◆ **DESCRIPTION OF THE TASK**:
Show all lines from the records below in which the string "necktie" is present.

◆ **GIVEN INFORMATION**:
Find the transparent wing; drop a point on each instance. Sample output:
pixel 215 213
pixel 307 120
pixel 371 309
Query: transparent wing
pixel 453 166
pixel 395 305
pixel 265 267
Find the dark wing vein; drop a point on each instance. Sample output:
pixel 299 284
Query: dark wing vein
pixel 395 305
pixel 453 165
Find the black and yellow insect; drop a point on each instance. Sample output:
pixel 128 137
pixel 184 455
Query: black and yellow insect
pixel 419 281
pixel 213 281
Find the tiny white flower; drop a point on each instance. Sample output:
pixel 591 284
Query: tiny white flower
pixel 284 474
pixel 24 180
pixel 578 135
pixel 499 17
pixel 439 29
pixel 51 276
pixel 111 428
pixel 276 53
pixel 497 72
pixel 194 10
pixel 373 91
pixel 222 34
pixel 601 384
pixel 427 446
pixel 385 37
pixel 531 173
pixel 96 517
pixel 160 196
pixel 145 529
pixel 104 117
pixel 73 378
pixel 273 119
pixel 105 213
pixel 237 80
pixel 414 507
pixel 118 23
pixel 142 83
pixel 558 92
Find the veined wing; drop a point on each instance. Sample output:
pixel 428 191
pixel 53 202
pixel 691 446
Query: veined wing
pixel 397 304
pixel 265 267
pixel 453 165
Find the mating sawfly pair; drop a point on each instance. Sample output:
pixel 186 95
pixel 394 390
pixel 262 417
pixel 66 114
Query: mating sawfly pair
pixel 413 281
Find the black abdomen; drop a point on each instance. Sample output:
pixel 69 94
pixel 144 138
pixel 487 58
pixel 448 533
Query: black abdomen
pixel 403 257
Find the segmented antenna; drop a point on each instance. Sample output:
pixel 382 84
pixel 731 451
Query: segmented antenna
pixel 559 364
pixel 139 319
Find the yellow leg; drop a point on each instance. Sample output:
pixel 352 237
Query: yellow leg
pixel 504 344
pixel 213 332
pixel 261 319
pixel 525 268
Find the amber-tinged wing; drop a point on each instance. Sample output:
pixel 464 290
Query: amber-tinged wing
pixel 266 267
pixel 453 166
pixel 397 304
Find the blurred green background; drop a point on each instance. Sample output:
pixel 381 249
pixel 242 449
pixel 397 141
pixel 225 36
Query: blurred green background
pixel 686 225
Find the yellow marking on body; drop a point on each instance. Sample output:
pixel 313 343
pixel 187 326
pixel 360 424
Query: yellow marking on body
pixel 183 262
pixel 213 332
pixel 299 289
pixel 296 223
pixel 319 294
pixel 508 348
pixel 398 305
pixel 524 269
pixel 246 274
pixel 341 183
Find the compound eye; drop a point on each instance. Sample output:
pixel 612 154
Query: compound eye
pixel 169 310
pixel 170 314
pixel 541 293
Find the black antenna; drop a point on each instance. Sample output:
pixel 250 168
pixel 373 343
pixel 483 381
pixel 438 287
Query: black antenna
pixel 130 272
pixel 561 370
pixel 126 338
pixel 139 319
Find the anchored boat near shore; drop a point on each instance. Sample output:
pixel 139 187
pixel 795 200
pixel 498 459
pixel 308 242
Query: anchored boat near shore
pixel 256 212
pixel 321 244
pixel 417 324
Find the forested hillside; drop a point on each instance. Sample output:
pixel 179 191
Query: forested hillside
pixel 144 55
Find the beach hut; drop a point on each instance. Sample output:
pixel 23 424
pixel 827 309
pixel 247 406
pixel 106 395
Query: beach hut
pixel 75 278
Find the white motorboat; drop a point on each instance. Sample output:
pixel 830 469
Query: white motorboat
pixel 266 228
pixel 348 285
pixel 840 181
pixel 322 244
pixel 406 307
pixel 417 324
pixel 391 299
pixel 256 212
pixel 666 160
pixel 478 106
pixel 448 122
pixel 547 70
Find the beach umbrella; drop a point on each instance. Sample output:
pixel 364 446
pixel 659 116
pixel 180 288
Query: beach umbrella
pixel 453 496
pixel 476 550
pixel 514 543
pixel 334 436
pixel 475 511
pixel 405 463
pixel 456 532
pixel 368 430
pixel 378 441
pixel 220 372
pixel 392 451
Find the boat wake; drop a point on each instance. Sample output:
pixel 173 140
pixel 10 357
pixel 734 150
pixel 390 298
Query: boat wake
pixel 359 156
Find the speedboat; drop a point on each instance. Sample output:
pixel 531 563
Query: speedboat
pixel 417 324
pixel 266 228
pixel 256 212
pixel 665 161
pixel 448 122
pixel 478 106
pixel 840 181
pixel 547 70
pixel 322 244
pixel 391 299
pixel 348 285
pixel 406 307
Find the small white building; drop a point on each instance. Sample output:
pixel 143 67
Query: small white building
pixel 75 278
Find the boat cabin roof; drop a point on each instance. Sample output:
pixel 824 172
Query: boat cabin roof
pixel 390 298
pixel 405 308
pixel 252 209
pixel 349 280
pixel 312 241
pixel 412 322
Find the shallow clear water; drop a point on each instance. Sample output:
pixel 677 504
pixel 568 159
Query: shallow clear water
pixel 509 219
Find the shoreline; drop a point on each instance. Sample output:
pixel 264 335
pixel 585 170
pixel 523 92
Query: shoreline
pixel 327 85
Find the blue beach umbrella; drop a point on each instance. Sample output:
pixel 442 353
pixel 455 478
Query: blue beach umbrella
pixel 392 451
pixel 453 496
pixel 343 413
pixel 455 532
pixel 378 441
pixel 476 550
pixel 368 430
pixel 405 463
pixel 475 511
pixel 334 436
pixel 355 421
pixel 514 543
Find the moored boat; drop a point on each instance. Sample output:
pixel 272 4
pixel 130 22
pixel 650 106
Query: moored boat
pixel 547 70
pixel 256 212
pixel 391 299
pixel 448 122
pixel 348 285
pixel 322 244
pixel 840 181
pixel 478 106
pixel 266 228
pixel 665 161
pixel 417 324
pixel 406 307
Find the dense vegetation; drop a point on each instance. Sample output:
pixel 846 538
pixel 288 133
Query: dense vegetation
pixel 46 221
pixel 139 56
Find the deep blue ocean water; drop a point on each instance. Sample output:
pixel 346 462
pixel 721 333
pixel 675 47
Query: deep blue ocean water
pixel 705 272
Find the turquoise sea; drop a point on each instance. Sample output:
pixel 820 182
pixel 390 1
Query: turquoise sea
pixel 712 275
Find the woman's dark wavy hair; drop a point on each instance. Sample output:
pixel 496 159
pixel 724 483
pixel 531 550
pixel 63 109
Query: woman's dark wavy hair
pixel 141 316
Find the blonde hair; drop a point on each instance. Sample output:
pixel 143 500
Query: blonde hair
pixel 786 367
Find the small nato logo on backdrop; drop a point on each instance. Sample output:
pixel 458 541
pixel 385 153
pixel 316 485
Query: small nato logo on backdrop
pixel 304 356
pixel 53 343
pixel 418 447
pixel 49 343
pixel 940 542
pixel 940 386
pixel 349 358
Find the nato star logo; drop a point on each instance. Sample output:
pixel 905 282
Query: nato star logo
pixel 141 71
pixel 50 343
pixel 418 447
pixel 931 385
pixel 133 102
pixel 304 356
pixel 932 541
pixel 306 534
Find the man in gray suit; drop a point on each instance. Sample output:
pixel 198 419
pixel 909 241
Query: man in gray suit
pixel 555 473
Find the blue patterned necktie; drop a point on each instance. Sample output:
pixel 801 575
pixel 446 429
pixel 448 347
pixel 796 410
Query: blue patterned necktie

◆ **TASK ANSWER**:
Find the blue patterned necktie; drop a point on each instance. Sample output:
Query: blue patterned necktie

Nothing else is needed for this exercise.